How a biochemist became a climate activist
By Henry Jakubowski
This essay originally appeared in ASBMB Today, a monthly publication distributed to members of the American Society for Biochemistry and Molecular Biology. It is reprinted in part, with permission, below.
When the concentration of atmospheric carbon dioxide passed 400 parts per million in June 2016, I felt a sense of urgency. The last time CO2 was 400 ppm was 3.5 million years ago in the Pliocene Epoch, when the poles were 10 F warmer and sea levels were 16 to 131 feet higher.
As I listened to my children speak of both global and local economic and social upheavals arising from climate-related migrations and environmental changes, I started to envision a dismal future for them. I heard young people questioning whether they should have children in an increasingly unstable and insecure world. I felt a growing sense of guilt. As a member of the generation that bequeathed them this future, and as a scientist/educator, have I failed in communicating the power of science to address societal concerns? Am I partly to blame for the growing disbelief in the process of science, especially as related to climate change?
When the U.S. pulled out of the Paris climate accord and began removing environmental regulations, my sense of urgency increased. After decades of teaching, I asked myself, What can I do? More importantly, what should I do?
I have taught aspects of climate change, but mostly to non-science majors in courses designed to address social issues. In those classes, I could focus on the process of science. For example, by reading sections of Thomas Kuhn’s “Structure of Scientific Revolutions,” my students began to grasp how scientific consensus develops, matures and changes; these ideas are critical to nonscientists as they evaluate information. In my science majors’ courses, however, I follow a prescribed syllabus, and we have little time to discuss the science related to societal issues.
After January 2017, I felt ethically compelled to discuss climate change in all my classes. Since then, I have found ways to relate background infrared spectra (which students take each lab) arising from atmospheric CO2 to climate warming arising from absorption of infrared light by greenhouse gases.
In our separations/chromatography lab, when I discuss doing 60-liter blood preps to isolate clotting proteins from cows, I take the opportunity to talk about the climatic implications of raising 41 million tons of plant protein to produce an estimated 7 million tons of animal protein for human consumption, and I note that the U.S. could feed 800 million people with the grain that livestock eat. Add greenhouse methane emissions from those cows and the carbon-hydrogen infrared stretch they see each day in the lab, and climate change can become real.
When covering influenza virus hemagglutinin binding to cell surface receptors, I discuss future pandemics arising from emerging viruses and their links to climate change. The role of bicarbonate transporters and carbonic anhydrase could be studied in coral formation and the global carbon cycle.
I often can’t gauge students’ immediate responses, but one teaching assistant, after taking my lab, told me how much my discussion of animal and plant protein generation affected her understanding of the interrelatedness between unquestioned societal practices and climate change, leading her to decrease her meat consumption.

§ **EXERCISE AIM**
Quote each question the writer asks in the essay about becoming a climate activist. The data that follow have no connection to the essay.

§ **DATA EXTRACT**
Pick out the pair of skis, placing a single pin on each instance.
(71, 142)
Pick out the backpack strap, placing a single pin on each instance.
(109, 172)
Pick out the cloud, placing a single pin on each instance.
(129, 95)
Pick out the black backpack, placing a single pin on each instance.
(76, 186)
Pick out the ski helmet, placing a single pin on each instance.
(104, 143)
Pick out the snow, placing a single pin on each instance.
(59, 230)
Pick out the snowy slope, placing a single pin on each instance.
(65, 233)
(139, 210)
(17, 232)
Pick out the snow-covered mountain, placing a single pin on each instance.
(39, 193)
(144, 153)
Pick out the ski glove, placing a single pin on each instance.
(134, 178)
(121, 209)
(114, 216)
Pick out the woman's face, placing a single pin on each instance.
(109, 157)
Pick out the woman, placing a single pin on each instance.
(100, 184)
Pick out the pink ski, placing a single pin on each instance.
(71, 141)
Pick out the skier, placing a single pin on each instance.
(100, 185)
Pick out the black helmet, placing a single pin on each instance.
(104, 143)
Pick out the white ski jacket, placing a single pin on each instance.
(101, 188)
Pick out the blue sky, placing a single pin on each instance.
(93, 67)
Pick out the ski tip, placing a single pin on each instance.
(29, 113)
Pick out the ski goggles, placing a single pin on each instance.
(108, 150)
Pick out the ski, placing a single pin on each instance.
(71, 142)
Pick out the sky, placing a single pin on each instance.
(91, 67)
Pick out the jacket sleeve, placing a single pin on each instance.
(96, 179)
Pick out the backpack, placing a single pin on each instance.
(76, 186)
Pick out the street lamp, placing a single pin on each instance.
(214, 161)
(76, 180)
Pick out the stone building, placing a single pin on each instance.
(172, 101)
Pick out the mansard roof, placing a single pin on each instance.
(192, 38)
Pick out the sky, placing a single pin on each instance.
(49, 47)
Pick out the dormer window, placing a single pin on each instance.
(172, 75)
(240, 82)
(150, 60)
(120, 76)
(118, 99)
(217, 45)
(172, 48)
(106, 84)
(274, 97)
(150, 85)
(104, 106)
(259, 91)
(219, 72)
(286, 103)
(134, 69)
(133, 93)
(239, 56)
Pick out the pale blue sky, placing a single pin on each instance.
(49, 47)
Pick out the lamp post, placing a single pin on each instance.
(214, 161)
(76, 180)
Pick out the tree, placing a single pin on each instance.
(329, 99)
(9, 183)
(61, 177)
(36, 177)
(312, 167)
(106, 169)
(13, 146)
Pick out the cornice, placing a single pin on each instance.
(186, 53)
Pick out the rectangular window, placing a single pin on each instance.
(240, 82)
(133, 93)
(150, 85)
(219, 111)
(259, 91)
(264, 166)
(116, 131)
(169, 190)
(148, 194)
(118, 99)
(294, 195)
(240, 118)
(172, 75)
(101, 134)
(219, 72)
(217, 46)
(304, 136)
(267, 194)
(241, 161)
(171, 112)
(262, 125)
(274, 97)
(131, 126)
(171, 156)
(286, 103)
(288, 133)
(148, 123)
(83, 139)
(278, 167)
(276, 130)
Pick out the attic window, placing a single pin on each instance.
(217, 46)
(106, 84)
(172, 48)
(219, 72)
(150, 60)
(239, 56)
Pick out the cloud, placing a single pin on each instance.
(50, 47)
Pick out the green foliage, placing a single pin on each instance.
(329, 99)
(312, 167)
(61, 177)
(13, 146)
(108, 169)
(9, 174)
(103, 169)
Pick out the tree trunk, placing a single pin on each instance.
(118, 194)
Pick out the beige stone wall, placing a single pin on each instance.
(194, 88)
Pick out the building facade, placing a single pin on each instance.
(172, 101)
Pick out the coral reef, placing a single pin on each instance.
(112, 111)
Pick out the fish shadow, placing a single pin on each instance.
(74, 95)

§ **THE COMPLETED TASK**
- "Have I failed in communicating the power of science to address societal concerns?"
- "Am I partly to blame for the growing disbelief in the process of science, especially as related to climate change?"
- "What can I do?"
- "What should I do?"